### [THE PROBLEM]
Reproduce verbatim the passage of the forum excerpt on Intel's Core Ultra processors below, starting with "DS426 · Sep" and going on through "in $2000+ laptops.".

Maybe 12p cores will perform better in games than 8+16 but that doesn't change the fact that 8+16 perform better than 8+0

DS426 · Sep 5, 2024

Giroro said:
The Core Ultra 9 288V, has a nearly identical looking spec sheet to the Core Ultra 5 268V. That extra GPU core and minor clock boost might make their top tier product perform at best around 20% better than entry level in Integrated-graphics tier games, maybe 10% better elsewhere. It will probably be more significantly better at post-boost multi-core workloads (the kind you really shouldn't want to run on an ultrabook), thanks only to its much higher TDP. But, it might even have worse battery life.
They didn't even bother (or couldn't) to give it an extra boost in memory capacity. 32GB is not enough when you consider they expect this processor to be in $2000+ laptops.

If Intel thinks it will be able to demand "Core i9" premium pricing from customers with their top tier product, I don't think it's going to work out for them this gen.

Plus they need to radically overhaul how they put together these slides and present this kind of marketing information. It comes across as both unexciting, and untrustworthy.

I agree that it's strange that Intel thinks they have to have that many different SKU's and yet have such minor changes between models, especially Core 7 to 5 as you mentioned. Don't get me wrong, I appreciate that they didn't just completely gouge the bottom end, but it's apparent that Intel is mainly differentiating their performance market levels on AI performance rather than traditional CPU performance metrics.

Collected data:
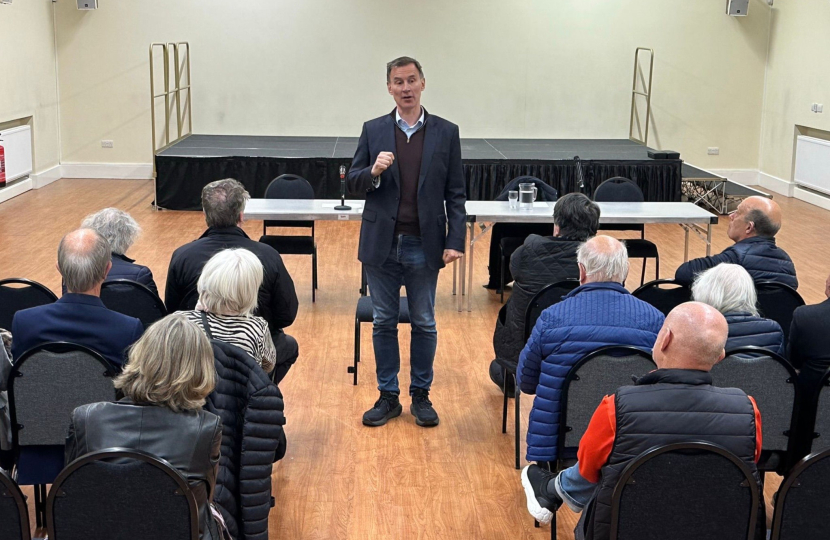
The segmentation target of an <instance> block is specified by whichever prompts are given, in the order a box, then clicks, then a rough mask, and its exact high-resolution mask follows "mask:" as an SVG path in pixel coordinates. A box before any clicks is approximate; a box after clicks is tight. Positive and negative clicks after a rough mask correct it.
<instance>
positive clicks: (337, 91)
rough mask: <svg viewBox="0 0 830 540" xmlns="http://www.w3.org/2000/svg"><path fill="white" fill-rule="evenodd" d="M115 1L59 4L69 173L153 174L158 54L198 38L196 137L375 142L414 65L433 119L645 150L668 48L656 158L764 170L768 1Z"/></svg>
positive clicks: (662, 96) (58, 8)
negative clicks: (766, 56) (763, 130)
mask: <svg viewBox="0 0 830 540" xmlns="http://www.w3.org/2000/svg"><path fill="white" fill-rule="evenodd" d="M100 4H101V8H100V9H99V10H97V11H94V12H79V11H77V10H76V9H75V7H74V3H73V2H66V1H62V2H59V3H58V4H57V41H58V63H59V66H60V91H61V95H60V98H61V99H60V101H61V119H62V141H63V157H64V161H67V162H91V163H96V162H103V163H142V162H149V161H150V160H151V156H152V151H151V138H150V114H149V92H150V91H149V75H148V71H149V67H148V52H147V47H148V45H149V44H150V43H151V42H153V41H184V40H186V41H190V43H191V44H192V46H193V82H194V128H195V131H196V132H198V133H220V134H271V135H346V136H356V135H358V134H359V130H360V125H361V123H362V122H363V121H364V120H366V119H369V118H372V117H374V116H378V115H380V114H383V113H385V112H386V111H388V110H391V108H392V107H393V103H392V100H391V98H390V97H389V96H388V95H387V94H386V88H385V84H384V83H385V72H384V64H385V62H386V61H388V60H390V59H391V58H394V57H396V56H399V55H402V54H409V55H412V56H415V57H417V58H419V59H420V60H421V62H422V63H423V64H424V68H425V71H426V77H427V90H426V93H425V94H424V104H425V105H426V106H427V108H429V109H430V111H431V112H433V113H435V114H439V115H442V116H445V117H447V118H449V119H451V120H452V121H454V122H456V123H458V124H459V125H460V126H461V130H462V136H464V137H528V138H532V137H543V138H603V137H608V138H627V136H628V115H629V100H630V93H629V92H630V85H631V75H632V69H633V55H634V49H635V47H637V46H646V47H652V48H654V49H655V51H656V58H657V62H656V65H655V74H654V100H653V110H654V115H653V126H652V129H653V131H652V137H651V138H650V143H651V145H652V146H659V147H662V148H671V149H675V150H678V151H680V152H681V153H682V154H683V157H684V158H685V159H686V160H688V161H691V162H692V163H695V164H697V165H700V166H705V167H712V168H755V167H757V163H758V147H759V132H760V118H761V114H760V111H761V104H762V100H763V79H764V65H765V59H766V52H767V45H768V30H769V9H768V7H767V6H766V2H765V1H764V0H752V5H751V8H750V15H749V17H746V18H732V17H728V16H727V15H725V13H724V11H725V10H724V2H723V0H501V1H499V0H452V1H448V0H441V1H439V0H422V1H420V2H405V1H403V0H337V1H332V0H302V1H289V0H245V1H244V2H228V1H227V0H177V1H175V2H171V1H170V0H101V2H100ZM828 101H830V100H828ZM828 105H830V103H829V104H828ZM102 139H112V140H114V141H115V148H113V149H111V150H110V149H102V148H101V144H100V141H101V140H102ZM709 146H718V147H720V150H721V155H720V156H717V157H709V156H707V155H706V149H707V147H709Z"/></svg>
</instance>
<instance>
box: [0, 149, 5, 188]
mask: <svg viewBox="0 0 830 540" xmlns="http://www.w3.org/2000/svg"><path fill="white" fill-rule="evenodd" d="M2 142H3V140H2V139H0V143H2ZM5 185H6V149H5V148H3V145H2V144H0V187H5Z"/></svg>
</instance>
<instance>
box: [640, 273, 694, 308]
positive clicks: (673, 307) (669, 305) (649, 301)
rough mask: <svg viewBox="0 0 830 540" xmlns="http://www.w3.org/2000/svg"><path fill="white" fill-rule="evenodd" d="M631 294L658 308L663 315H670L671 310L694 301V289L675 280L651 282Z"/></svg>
mask: <svg viewBox="0 0 830 540" xmlns="http://www.w3.org/2000/svg"><path fill="white" fill-rule="evenodd" d="M631 294H633V295H634V297H635V298H639V299H640V300H642V301H643V302H648V303H649V304H651V305H652V306H654V307H656V308H657V309H659V310H660V311H661V312H662V313H663V315H668V314H669V312H670V311H671V310H673V309H674V308H676V307H677V306H679V305H680V304H682V303H684V302H689V301H691V299H692V289H690V288H689V287H686V286H685V285H681V284H680V283H677V282H676V281H674V280H673V279H658V280H655V281H649V282H648V283H646V284H645V285H643V286H642V287H640V288H638V289H637V290H636V291H634V292H633V293H631Z"/></svg>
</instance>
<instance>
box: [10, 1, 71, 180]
mask: <svg viewBox="0 0 830 540" xmlns="http://www.w3.org/2000/svg"><path fill="white" fill-rule="evenodd" d="M52 9H53V8H52V3H51V2H46V1H41V0H24V1H18V2H14V3H12V4H7V5H0V124H6V123H7V122H11V121H14V120H18V119H20V118H25V117H29V116H31V117H33V120H32V127H33V139H34V146H33V149H34V173H35V174H37V173H40V172H43V171H45V170H48V169H50V168H52V167H54V166H56V165H58V164H59V163H60V140H59V138H58V92H57V86H56V84H57V77H56V75H55V40H54V31H53V21H52Z"/></svg>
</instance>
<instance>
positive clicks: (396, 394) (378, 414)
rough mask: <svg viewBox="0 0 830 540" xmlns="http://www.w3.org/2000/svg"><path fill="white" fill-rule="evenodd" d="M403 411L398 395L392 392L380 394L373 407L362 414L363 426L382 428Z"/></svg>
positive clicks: (400, 402)
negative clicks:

### [YOUR SOLUTION]
DS426 · Sep 5, 2024

Giroro said:
The Core Ultra 9 288V, has a nearly identical looking spec sheet to the Core Ultra 5 268V. That extra GPU core and minor clock boost might make their top tier product perform at best around 20% better than entry level in Integrated-graphics tier games, maybe 10% better elsewhere. It will probably be more significantly better at post-boost multi-core workloads (the kind you really shouldn't want to run on an ultrabook), thanks only to its much higher TDP. But, it might even have worse battery life.
They didn't even bother (or couldn't) to give it an extra boost in memory capacity. 32GB is not enough when you consider they expect this processor to be in $2000+ laptops.